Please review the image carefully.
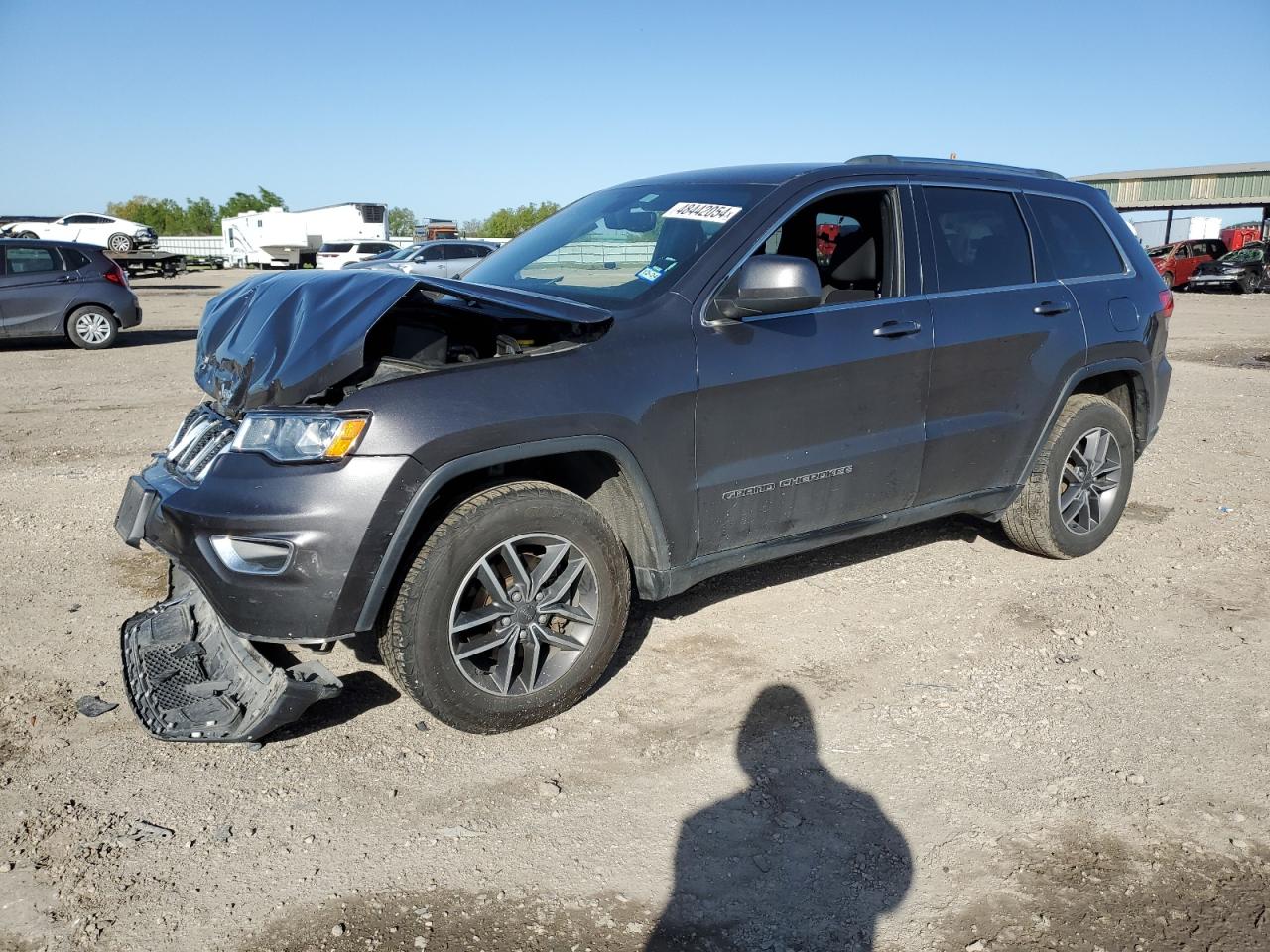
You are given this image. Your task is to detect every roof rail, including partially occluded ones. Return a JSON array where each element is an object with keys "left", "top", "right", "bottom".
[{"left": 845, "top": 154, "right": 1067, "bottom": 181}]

▬▬▬▬▬▬▬▬▬▬

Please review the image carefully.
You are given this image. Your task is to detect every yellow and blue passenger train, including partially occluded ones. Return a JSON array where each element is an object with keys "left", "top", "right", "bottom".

▬▬▬▬▬▬▬▬▬▬

__WHAT THIS TASK INVOLVES__. Select each line in the records above that contains the word "occluded", matching case exactly, and copy those lines in full.

__EXERCISE RESULT__.
You are given this image. Your task is to detect every roof rail, including partially occluded ones. Return a JSON array where each element is an object with keys "left", "top", "right", "bottom".
You are given this image. Your task is to detect every yellow and blue passenger train, including partially occluded ones. Return a JSON array where each element is an object with keys "left", "top", "right", "bottom".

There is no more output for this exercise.